Sum the original signal within the labels. We will do this using the map function and therefore define our own function for summing.

In [None]:
def sum_signal_in_label(label):
    return np.sum(s.data[label], axis=(0))

In [None]:
labels_sum_signal = labels.map(sum_signal_in_label, inplace=False)
labels_sum_signal = pxm.signals.ElectronDiffraction2D(labels_sum_signal)
labels_sum_signal

We set the diffraction calibration based on the original dataset

In [None]:
labels_sum_signal.set_diffraction_calibration(s.axes_manager[3].scale)

In [None]:
labels_sum_signal.axes_manager

In [None]:
labels_sum_signal.plot()

Save the summed signal within each cluster. We will use these as a staring point for the next session!!

In [None]:
labels_sum_signal.save(folder+file+'_labels_sum_signal.hspy', overwrite=True)
══════════
= GOAL A =
Rewrite the notebook excerpt from "We set the diffraction" to "labels_sum_signal.plot()", putting "source dataset" in place of "original dataset".
= GOAL B =
In the notebook excerpt on summing diffraction signal, which function is used to sum the original signal within the labels?
= GOAL C =
Continue the notebook excerpt on summing diffraction signal within labels from its last line.
The data that comes next has no connection to the notebook excerpt above.

= EXTRACTED MATERIAL =
══════════
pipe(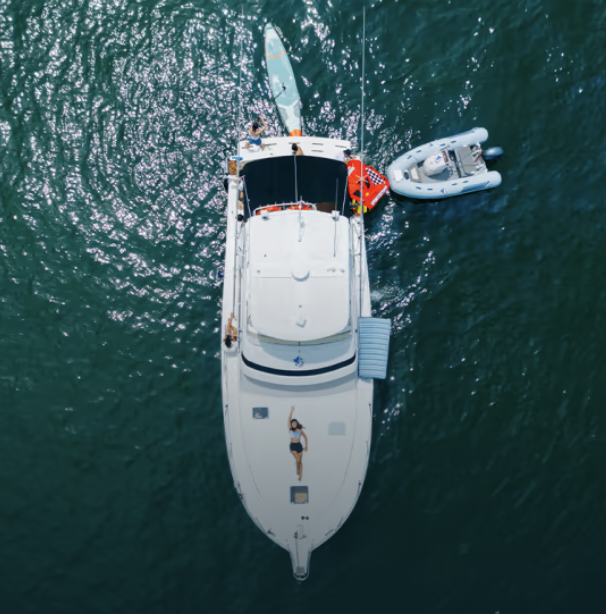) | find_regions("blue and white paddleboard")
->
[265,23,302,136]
══════════
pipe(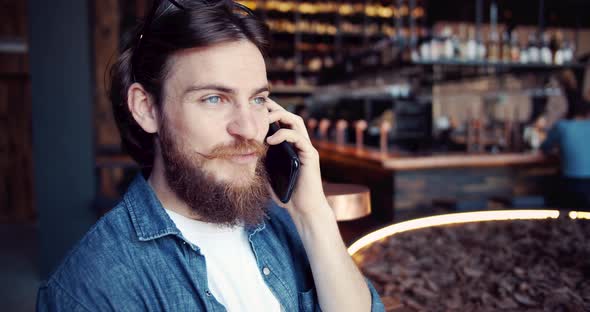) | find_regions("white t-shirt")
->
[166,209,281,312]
══════════
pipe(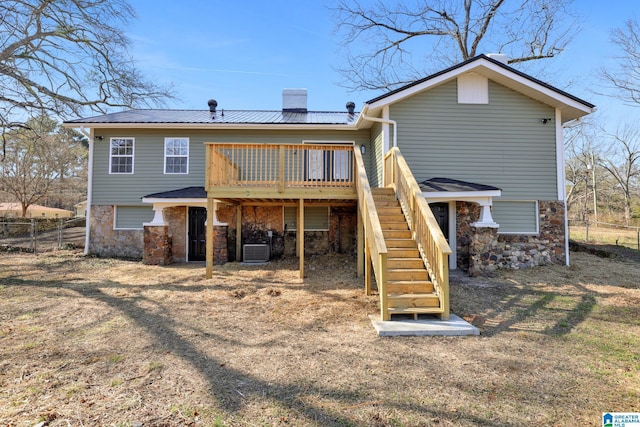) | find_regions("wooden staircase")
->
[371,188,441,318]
══════════
= TASK ANSWER A =
We set the diffraction calibration based on the source dataset

In [None]:
labels_sum_signal.set_diffraction_calibration(s.axes_manager[3].scale)

In [None]:
labels_sum_signal.axes_manager

In [None]:
labels_sum_signal.plot()

= TASK ANSWER B =
The map function.

= TASK ANSWER C =
## Perform NMF with more components
If we inspect the dataset, we see that we have many more spots than those picked up by the NMF using only 6 components. In the overlap regions, we get double diffraction giving these extra spots. Where did they go? If a signal in your dataset is not accounting for a large protion of the variance in the whole dataset, this signal can go unnoticed in the decomposition. It is not trivial to find the best number of components for your dataset, and great care must be taken!

In [None]:
t0 = time()
s_rot.decomposition(True, 'NMF', 20, navigation_mask=nav_mask, signal_mask=signal_mask_rot)
tf = time()
print('NMF done in ' + str((tf-t0)) + ' s')

Plot the results and see if you can find the double diffraction spots now...

In [None]:
factors_rot_NMF20 = s_rot.get_decomposition_factors()
loadings_rot_NMF20 = s_rot.get_decomposition_loadings()
hs.plot.plot_signals([factors_rot_NMF20, loadings_rot_NMF20], cmap='viridis')